→ Activity: Pick up the article on cellular automata below at its final sentence and continue it in the same style.

→ Given passage:
============================================================

Cellular Automata | Research & Encyclopedia Articles

Cellular Automata

With the advent of computers and their use in simulation has come the need to model complex interactions. One of the ways of doing this is to consider all interacting entities in a system as processors--each entity carries out its own computations, and passes on state information to its immediate neighbors, who use it as input for their own computations. Each entity may be running its own program, and what we would be interested in is the global behavior of the system over time.

With this perspective in mind, a "cellular automaton" is an array (in two or more dimensions) of identical entities called "cells," which interact with one another. Cells are distinguished by the following three important properties:

• State--the current state of a cell is a variable (or more generally, an n-tuple) that describes it.
• Neighborhood--the neighborhood of a cell is a specification of the non-empty set of cells which interact or communicate with it. Generally, the neighborhood is taken to be the set of cells immediately contiguous with a given cell in a physical or topological sense, but more complex definitions are possible.
• Program--the program of a cell is the set of rules for state changes that completely specifies its behavior. The program of a cell usually defines a finite-state machine.

The advantage of the cellular structure is that it allows a simple yet well-defined interactive system capable of exhibiting complicated behavior. Without the cellular structure, there would be infinitely many possible connections between components.

Although cellular automata may appear quite simple as defined, they can exhibit very complex and "life-like" behavior. In many instances the behavior of a cellular automaton may not be theoretically obvious, and may have to be determined by simulation.

Some properties that are often seen in cellular automata include:

• Self-organization: after a certain number of state changes, there start to emerge macro patterns. Even if the individual cells are started in arbitrary states or are perturbed in between, the larger patterns among them will often surface after a fixed number of interactions.
• Life-like behavior: empirical observations of cellular automata have revealed that cellular automata can display behaviors usually associated with (communities of) life-forms. These include growth, dying out after a while, becoming stable or going into cycles with fixed periods, "fighting" between patterns, and so on.

============================================================

(Saved data entries)
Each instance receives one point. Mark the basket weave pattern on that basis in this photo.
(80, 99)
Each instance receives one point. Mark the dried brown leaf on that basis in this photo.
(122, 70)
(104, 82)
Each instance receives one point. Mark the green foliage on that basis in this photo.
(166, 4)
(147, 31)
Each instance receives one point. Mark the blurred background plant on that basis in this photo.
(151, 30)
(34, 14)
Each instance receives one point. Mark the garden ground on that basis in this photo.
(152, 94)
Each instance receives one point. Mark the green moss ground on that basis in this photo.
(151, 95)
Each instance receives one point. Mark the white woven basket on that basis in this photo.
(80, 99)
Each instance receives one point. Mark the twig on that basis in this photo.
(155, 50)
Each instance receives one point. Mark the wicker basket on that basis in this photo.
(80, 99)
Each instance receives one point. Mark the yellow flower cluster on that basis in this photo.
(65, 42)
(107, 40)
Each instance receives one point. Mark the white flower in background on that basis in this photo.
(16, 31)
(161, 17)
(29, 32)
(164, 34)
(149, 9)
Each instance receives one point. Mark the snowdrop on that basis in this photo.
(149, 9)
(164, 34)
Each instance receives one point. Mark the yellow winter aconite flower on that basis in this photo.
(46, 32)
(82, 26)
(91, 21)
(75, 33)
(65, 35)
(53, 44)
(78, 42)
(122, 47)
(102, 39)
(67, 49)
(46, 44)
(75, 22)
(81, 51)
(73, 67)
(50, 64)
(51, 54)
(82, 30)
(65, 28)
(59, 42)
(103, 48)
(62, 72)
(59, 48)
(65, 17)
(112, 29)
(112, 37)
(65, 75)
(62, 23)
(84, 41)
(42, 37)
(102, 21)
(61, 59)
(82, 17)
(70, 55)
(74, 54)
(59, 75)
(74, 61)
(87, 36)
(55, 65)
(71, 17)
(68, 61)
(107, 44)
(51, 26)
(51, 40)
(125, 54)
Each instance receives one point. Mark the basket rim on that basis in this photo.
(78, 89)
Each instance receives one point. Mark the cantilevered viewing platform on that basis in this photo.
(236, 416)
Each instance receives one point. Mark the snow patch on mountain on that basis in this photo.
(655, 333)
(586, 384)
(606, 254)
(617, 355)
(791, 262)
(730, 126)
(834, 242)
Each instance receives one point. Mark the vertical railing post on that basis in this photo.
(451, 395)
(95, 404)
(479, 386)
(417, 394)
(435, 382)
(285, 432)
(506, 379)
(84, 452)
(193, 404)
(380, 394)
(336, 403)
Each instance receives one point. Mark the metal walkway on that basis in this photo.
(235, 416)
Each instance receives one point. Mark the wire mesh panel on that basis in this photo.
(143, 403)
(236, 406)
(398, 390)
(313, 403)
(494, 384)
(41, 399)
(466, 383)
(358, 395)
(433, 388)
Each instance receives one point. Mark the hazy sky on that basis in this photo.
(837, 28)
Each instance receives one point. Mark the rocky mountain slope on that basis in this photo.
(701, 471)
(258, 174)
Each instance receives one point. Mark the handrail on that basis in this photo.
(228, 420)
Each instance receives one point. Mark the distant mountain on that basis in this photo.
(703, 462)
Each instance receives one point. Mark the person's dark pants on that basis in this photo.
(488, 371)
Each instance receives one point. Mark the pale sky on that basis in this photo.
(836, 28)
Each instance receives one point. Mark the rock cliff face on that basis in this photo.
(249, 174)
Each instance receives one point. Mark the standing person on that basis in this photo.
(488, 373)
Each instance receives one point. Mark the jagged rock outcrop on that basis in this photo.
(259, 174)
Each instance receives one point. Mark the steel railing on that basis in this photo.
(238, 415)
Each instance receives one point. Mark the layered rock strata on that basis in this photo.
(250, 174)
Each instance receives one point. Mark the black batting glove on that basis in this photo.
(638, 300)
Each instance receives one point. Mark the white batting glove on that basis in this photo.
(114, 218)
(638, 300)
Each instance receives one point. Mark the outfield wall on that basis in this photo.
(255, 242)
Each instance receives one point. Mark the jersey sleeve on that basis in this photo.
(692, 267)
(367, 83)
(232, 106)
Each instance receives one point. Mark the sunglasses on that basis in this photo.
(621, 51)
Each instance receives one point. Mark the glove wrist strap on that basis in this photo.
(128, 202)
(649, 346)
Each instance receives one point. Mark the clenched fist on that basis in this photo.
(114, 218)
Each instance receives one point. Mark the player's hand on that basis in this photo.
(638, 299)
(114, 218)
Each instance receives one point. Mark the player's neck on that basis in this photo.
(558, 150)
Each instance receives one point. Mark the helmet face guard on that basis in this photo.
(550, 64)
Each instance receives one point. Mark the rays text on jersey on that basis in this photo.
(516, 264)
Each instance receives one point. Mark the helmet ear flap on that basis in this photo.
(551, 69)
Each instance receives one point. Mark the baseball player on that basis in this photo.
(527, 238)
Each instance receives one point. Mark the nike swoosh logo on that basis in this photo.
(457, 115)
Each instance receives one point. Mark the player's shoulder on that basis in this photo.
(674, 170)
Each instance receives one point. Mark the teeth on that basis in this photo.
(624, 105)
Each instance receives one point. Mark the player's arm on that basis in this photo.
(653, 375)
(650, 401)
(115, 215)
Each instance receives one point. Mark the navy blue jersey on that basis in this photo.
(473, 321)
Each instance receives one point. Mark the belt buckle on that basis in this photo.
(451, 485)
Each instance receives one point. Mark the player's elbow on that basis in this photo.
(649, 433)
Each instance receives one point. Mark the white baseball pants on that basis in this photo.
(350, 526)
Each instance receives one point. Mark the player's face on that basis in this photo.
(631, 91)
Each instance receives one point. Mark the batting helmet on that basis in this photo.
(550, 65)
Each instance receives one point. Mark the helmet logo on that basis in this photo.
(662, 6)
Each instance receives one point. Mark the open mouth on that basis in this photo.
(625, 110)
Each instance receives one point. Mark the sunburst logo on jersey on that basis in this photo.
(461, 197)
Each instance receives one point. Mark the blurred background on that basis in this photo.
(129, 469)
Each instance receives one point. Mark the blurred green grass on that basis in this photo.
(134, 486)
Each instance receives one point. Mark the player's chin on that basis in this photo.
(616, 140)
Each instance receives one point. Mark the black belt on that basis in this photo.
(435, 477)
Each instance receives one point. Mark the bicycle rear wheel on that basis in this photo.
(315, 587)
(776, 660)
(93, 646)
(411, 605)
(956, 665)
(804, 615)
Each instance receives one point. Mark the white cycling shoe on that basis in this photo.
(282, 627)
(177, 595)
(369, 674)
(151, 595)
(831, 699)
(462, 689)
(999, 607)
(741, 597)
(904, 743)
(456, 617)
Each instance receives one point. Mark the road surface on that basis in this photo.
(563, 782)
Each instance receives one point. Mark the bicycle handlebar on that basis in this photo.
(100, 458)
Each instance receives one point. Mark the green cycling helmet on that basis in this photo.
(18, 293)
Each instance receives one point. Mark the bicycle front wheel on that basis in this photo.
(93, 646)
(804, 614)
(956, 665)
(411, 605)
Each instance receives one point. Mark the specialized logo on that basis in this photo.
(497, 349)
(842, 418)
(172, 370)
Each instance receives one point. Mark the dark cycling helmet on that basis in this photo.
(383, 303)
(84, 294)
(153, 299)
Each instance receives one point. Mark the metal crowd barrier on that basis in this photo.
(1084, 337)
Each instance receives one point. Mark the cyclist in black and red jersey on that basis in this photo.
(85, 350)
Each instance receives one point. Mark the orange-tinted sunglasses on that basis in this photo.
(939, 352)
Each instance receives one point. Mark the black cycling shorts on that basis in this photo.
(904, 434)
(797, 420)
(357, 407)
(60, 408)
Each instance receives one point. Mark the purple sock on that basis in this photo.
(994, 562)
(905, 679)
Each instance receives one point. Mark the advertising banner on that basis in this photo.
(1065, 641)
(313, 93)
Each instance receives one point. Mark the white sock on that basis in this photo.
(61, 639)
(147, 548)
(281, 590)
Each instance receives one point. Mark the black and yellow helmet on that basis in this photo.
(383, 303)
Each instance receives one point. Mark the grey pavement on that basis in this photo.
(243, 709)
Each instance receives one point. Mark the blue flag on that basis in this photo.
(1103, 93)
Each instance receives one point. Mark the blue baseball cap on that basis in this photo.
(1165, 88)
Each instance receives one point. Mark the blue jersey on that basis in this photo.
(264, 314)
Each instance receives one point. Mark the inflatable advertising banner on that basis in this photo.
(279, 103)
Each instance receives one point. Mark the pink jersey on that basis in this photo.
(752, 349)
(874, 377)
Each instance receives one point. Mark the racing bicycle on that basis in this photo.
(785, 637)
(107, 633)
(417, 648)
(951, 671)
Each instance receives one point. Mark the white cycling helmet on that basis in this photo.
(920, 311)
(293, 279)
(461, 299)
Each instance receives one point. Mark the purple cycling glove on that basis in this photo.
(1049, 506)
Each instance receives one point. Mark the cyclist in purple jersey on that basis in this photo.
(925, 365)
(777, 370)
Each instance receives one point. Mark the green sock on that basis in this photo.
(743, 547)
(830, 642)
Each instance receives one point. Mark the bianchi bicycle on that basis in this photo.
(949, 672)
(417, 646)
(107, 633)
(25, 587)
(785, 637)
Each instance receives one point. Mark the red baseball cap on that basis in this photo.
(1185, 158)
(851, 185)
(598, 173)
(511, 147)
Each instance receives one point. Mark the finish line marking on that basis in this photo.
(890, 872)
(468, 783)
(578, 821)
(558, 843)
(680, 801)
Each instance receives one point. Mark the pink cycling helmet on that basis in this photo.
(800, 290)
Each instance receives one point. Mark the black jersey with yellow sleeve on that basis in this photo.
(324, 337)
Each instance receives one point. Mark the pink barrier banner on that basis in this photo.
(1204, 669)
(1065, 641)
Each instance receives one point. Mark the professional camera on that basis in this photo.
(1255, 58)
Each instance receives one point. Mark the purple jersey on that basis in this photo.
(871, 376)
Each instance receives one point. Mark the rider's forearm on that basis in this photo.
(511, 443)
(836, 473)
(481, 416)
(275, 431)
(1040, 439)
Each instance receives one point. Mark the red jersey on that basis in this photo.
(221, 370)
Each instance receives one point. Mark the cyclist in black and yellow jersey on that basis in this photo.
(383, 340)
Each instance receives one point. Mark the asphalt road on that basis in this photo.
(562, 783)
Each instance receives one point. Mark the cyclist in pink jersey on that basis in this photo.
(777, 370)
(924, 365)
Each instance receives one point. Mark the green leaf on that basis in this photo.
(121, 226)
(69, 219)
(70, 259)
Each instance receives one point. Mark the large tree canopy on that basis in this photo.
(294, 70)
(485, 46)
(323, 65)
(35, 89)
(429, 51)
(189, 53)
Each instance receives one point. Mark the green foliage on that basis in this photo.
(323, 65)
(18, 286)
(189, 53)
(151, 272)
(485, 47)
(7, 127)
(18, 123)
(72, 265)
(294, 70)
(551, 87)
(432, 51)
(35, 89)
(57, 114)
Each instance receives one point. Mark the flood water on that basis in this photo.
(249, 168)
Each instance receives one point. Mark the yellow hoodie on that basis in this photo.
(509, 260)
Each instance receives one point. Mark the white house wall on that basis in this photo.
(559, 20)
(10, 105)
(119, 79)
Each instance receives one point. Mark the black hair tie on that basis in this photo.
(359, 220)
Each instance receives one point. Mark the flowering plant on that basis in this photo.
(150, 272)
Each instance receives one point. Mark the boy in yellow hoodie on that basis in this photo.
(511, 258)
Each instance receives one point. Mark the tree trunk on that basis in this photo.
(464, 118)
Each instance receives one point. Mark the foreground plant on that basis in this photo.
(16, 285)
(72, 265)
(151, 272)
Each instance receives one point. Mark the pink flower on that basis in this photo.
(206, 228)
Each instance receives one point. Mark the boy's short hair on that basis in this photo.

============================================================

→ Reply:
In the 1940s, the mathematician Stanislaw M. Ulam liked to invent pattern games for the computer at Los Alamos. Given certain fixed rules, the computer would print out ever-changing patterns. Many patterns grew almost as if they were alive. A simple square might evolve into a delicate, coral-like growth. Two patterns would "fight" over territory, sometimes leading to mutual annihilation. He developed 3-D games too, constructing thickets of coloured cubes as prescribed by computer. He called the patterns "recursively defined geometric objects." Ulam's games were cellular games. Each pattern was composed of square (or triangular or hexagonal) cells. In effect, the games were played on limitless chessboards. All growth and change of patterns took place in discrete jumps. From moment to moment, the fate of a given cell depended only on the states of its neighbouring cells.

Ulam suggested that John von Neumann "construct" an abstract universe for his analysis of machine reproduction. It would be an imaginary world with self-consistent rules, as in Ulam's computer games. It would be a world complex enough to embrace all the essentials of machine operation, but otherwise as simple as possible. Von Neumann adopted an infinite chessboard as his universe. Each square cell could be in any of a number of states corresponding roughly to machine components. A "machine" was a pattern of such cells. The rules governing the world would be kept simple. A proof of machine reproduction would be easier to devise in such an imaginary world, as all the nonessential points of engineering would be stripped away.

The first cellular automaton was conceived by John von Neumann in the late 1940s. von Neumann's work on self-reproducing automata was completed and described by Arthur Burks. In the same environment, (the Logic of Computers Group of the University of Michigan), John Holland started applying cellular automata to problems of adaptation and optimisation, and a general-purpose cellular automata simulator program was developed.

The "Game of Life," a 1961 invention of the Cambridge mathematician John Conway, is a very well-known but simple cellular automaton that exhibits the behaviors of many living organisms.